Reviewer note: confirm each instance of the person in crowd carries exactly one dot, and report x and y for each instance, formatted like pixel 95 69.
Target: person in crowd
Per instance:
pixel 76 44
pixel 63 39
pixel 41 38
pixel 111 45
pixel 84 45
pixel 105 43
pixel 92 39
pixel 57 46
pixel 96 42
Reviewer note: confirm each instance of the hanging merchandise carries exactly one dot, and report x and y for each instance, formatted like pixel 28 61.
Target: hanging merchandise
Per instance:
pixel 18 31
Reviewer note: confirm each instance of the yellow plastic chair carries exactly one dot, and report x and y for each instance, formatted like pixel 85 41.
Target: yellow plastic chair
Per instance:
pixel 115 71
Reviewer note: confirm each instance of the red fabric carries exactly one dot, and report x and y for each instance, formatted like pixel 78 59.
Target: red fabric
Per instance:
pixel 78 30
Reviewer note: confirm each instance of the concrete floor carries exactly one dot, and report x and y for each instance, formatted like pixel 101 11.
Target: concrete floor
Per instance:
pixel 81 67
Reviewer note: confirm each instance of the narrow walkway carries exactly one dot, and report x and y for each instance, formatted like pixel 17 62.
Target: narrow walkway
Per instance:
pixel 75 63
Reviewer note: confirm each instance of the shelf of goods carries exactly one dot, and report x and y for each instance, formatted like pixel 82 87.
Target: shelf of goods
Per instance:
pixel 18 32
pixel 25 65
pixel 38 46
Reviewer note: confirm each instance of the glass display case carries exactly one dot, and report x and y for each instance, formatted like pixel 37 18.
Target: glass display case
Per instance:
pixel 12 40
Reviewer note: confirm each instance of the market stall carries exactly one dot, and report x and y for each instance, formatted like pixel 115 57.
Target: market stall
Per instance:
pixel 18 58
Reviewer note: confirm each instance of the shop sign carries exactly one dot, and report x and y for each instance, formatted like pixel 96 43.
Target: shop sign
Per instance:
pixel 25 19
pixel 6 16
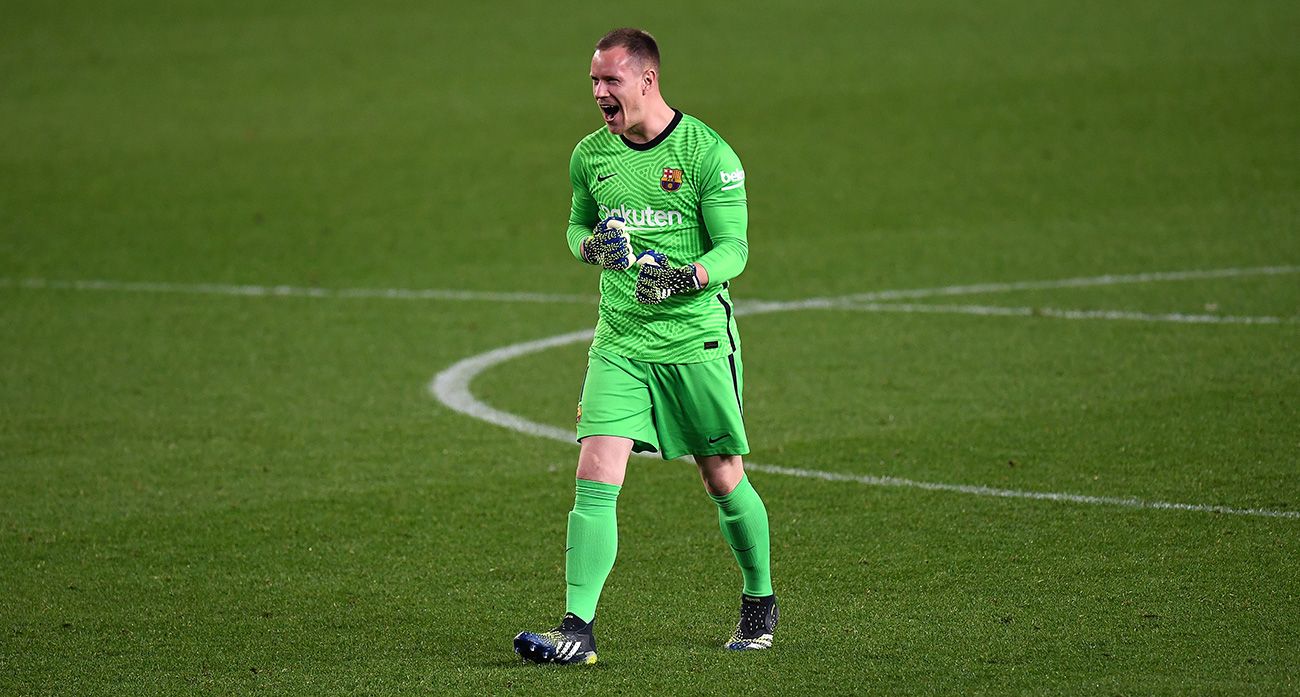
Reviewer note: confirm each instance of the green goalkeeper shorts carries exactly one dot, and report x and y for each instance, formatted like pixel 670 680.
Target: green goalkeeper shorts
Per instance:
pixel 677 408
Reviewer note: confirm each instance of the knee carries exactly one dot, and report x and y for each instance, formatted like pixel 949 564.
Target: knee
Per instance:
pixel 720 472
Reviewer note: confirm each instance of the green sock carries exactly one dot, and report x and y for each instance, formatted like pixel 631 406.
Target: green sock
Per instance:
pixel 593 541
pixel 742 519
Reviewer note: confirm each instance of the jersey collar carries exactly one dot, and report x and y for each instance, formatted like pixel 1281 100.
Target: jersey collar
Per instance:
pixel 657 139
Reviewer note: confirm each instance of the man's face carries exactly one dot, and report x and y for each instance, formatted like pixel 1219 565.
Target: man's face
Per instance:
pixel 616 82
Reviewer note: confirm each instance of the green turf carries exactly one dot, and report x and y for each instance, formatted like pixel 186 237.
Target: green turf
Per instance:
pixel 258 494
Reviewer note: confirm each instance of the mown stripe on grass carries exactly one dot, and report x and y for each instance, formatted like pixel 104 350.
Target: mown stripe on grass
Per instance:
pixel 451 388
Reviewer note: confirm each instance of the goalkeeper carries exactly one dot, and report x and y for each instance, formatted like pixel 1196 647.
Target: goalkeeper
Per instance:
pixel 659 206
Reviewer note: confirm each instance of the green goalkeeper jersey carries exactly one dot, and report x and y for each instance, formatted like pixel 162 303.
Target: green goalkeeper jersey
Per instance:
pixel 681 194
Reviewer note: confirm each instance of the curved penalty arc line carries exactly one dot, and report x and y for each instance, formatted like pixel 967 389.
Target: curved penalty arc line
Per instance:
pixel 451 388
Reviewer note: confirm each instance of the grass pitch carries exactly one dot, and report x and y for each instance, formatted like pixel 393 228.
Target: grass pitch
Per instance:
pixel 211 492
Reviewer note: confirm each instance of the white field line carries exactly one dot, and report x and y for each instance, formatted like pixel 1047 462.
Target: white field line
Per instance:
pixel 297 291
pixel 862 301
pixel 451 388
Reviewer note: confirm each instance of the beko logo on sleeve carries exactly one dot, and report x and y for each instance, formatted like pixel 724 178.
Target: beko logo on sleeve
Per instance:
pixel 733 178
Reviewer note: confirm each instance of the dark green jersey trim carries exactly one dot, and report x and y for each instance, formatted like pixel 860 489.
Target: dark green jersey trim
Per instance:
pixel 657 139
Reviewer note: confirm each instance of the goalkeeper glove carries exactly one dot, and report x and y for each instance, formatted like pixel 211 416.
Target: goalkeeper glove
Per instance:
pixel 609 246
pixel 657 281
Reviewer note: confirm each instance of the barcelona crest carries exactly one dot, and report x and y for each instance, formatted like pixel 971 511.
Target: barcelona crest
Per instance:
pixel 671 180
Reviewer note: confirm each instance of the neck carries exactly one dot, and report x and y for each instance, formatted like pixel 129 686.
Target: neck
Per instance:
pixel 657 118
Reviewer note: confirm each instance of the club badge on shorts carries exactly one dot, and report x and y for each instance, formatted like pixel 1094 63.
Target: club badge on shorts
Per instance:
pixel 671 180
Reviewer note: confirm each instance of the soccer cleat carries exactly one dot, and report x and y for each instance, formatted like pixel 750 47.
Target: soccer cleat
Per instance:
pixel 757 623
pixel 572 643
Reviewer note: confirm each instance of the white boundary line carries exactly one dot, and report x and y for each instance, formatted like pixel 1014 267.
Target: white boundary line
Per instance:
pixel 294 291
pixel 451 388
pixel 862 302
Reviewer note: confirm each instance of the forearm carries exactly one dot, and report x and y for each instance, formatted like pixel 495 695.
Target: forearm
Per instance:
pixel 576 234
pixel 727 228
pixel 724 262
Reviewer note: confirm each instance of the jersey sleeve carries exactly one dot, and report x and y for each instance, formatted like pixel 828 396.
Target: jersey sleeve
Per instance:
pixel 726 213
pixel 583 212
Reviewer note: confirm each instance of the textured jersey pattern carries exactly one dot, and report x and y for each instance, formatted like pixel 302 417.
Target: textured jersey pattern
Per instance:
pixel 658 193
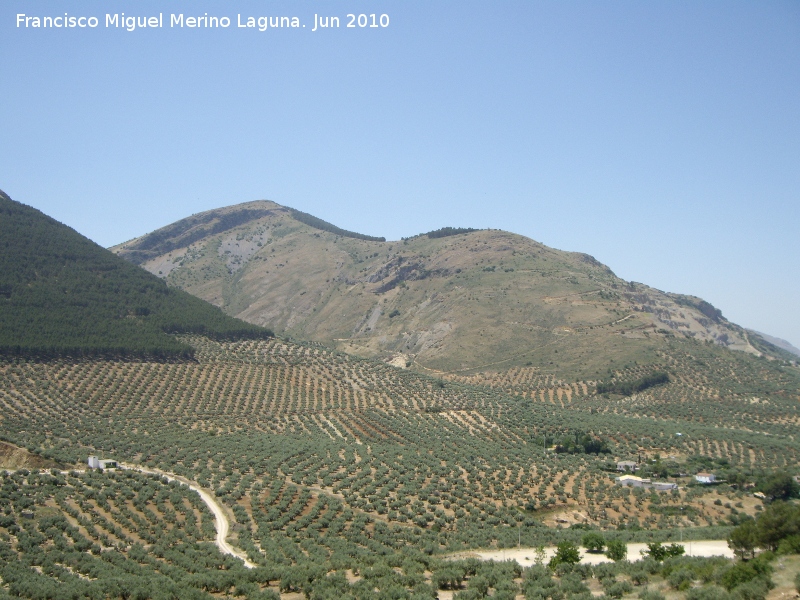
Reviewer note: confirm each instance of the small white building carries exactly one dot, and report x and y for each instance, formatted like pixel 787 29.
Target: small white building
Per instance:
pixel 633 481
pixel 644 482
pixel 97 463
pixel 664 486
pixel 705 478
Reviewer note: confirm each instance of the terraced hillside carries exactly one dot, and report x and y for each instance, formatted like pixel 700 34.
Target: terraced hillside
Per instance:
pixel 458 462
pixel 455 301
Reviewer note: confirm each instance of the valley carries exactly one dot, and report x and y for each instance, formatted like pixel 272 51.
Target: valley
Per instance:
pixel 449 395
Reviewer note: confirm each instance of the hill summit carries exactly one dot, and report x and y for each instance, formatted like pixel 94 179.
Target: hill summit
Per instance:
pixel 455 300
pixel 60 293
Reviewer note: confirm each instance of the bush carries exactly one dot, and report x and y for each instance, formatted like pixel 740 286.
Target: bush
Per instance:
pixel 757 589
pixel 594 542
pixel 681 579
pixel 708 593
pixel 617 550
pixel 618 589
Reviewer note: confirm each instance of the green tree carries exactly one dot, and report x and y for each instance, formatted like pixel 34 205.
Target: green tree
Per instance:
pixel 780 486
pixel 743 539
pixel 566 553
pixel 780 520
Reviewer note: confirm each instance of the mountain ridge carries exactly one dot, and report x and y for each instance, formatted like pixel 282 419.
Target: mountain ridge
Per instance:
pixel 62 294
pixel 446 303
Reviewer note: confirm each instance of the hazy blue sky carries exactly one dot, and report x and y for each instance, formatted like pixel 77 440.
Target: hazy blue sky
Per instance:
pixel 661 137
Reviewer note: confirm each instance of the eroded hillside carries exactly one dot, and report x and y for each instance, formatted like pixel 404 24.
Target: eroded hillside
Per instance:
pixel 480 301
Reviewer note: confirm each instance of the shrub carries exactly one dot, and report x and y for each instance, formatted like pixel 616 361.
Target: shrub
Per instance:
pixel 594 542
pixel 617 550
pixel 681 579
pixel 618 589
pixel 708 593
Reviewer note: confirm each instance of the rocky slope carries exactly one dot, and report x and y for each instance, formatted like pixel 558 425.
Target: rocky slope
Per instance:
pixel 482 300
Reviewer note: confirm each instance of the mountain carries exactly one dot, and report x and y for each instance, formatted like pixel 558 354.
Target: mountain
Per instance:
pixel 343 476
pixel 450 301
pixel 778 343
pixel 60 293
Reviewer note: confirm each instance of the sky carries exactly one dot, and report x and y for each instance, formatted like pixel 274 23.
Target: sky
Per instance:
pixel 663 138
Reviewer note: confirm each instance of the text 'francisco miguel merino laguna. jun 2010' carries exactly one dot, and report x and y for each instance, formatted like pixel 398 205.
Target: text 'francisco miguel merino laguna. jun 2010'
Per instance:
pixel 182 21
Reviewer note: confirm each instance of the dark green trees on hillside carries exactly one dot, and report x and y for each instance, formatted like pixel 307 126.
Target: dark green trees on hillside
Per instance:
pixel 60 293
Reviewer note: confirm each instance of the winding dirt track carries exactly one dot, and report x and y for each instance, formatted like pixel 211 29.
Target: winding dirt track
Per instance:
pixel 222 523
pixel 526 556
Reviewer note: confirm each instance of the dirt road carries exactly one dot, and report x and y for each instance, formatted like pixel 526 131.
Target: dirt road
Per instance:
pixel 526 556
pixel 222 523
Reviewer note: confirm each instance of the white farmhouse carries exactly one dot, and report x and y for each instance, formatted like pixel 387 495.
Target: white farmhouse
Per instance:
pixel 97 463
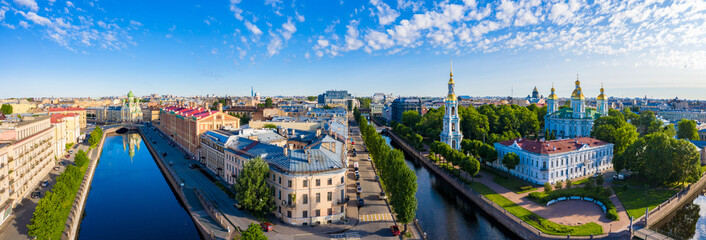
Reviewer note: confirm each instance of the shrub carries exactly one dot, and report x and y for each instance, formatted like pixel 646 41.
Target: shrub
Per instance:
pixel 547 187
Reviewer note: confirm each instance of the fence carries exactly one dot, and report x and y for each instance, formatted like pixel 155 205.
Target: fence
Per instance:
pixel 511 222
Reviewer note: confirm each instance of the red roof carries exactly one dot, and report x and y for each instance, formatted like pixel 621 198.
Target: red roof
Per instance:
pixel 554 147
pixel 66 109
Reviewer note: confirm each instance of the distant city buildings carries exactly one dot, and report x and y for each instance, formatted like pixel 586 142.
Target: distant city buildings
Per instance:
pixel 129 111
pixel 575 121
pixel 451 134
pixel 307 169
pixel 559 160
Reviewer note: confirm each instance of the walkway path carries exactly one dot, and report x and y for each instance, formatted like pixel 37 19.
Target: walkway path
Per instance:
pixel 570 213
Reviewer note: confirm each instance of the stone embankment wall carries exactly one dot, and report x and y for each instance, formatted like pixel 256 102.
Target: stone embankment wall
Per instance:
pixel 511 222
pixel 74 220
pixel 674 203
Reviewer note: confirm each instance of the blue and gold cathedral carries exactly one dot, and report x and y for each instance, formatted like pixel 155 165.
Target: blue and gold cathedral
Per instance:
pixel 451 134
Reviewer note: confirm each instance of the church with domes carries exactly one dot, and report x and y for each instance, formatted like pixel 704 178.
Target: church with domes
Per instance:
pixel 577 120
pixel 128 111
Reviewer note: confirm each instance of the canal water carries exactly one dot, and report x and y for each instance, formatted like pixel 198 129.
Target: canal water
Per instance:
pixel 130 199
pixel 444 214
pixel 689 222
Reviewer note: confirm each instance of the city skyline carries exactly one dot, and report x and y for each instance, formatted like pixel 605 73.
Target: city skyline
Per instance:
pixel 80 49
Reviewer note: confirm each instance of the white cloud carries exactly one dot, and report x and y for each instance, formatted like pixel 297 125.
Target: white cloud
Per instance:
pixel 385 14
pixel 31 4
pixel 288 29
pixel 252 28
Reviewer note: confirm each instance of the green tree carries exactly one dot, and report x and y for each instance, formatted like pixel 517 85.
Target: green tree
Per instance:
pixel 6 109
pixel 251 191
pixel 511 160
pixel 687 130
pixel 254 232
pixel 547 187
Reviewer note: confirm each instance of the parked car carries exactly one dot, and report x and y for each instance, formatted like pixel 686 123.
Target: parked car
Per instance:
pixel 266 227
pixel 395 230
pixel 383 196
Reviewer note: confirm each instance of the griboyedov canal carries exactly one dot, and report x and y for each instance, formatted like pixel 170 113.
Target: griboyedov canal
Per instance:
pixel 129 197
pixel 443 214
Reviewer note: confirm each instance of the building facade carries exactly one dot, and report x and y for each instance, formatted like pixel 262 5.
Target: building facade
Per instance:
pixel 27 154
pixel 184 125
pixel 451 134
pixel 307 169
pixel 401 105
pixel 575 121
pixel 129 111
pixel 559 160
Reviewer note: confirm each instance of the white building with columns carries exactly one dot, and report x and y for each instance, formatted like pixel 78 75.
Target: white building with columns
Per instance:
pixel 559 160
pixel 451 134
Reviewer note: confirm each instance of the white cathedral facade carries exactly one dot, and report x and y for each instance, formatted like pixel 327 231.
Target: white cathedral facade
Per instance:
pixel 451 134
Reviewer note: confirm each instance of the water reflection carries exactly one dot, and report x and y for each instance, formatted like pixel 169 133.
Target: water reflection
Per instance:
pixel 445 214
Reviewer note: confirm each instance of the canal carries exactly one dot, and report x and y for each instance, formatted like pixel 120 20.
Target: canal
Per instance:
pixel 689 222
pixel 129 197
pixel 444 214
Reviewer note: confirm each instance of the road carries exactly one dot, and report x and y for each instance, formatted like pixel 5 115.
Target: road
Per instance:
pixel 15 227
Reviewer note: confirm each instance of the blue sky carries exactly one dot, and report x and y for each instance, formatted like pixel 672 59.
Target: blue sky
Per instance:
pixel 105 48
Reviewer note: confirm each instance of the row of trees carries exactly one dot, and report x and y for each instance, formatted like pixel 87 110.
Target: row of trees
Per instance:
pixel 467 163
pixel 644 146
pixel 487 123
pixel 95 137
pixel 53 209
pixel 399 180
pixel 251 190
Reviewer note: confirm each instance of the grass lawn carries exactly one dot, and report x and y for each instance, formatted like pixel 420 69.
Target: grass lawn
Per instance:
pixel 538 222
pixel 514 184
pixel 636 199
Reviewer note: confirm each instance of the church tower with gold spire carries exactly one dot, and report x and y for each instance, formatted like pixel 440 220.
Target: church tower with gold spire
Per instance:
pixel 451 134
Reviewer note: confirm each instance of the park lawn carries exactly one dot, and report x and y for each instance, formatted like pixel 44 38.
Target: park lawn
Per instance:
pixel 636 199
pixel 535 220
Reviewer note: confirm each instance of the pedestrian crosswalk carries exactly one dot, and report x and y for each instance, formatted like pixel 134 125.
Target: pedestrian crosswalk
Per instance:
pixel 376 217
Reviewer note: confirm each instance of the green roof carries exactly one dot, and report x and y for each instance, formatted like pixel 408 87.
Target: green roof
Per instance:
pixel 568 113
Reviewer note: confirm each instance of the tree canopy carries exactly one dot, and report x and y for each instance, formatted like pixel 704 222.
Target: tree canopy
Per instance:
pixel 251 189
pixel 687 130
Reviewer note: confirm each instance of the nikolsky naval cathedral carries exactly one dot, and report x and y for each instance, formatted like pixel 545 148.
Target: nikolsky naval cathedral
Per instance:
pixel 451 134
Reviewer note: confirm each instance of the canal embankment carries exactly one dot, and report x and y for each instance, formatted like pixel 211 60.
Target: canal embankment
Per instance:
pixel 74 220
pixel 511 222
■ ■ ■ ■ ■
_Exercise brief:_ Reproduce only the lines starting at the one containing "Reviewer note: confirm each instance of the goalkeeper glove" and ending at the one containing "pixel 657 118", replacing "goalkeeper glove" with "keeper glove" and leaving everything else unchanged.

_Expected answer:_
Reviewer note: confirm each instance of the keeper glove carries exactly one dot, and report x and y for each instance, formatted like pixel 211 416.
Target: keeper glove
Per instance:
pixel 609 246
pixel 657 281
Reviewer note: confirm each instance of the barcelona crest carries exactly one dot, and report x and y for each instance, formatted like pixel 971 511.
Target: barcelona crest
Per instance:
pixel 671 180
Reviewer note: confirm each instance of the neck carries exactly one dot, and report x and y for each instance, formatted like pixel 129 686.
Target: neck
Per instance:
pixel 657 118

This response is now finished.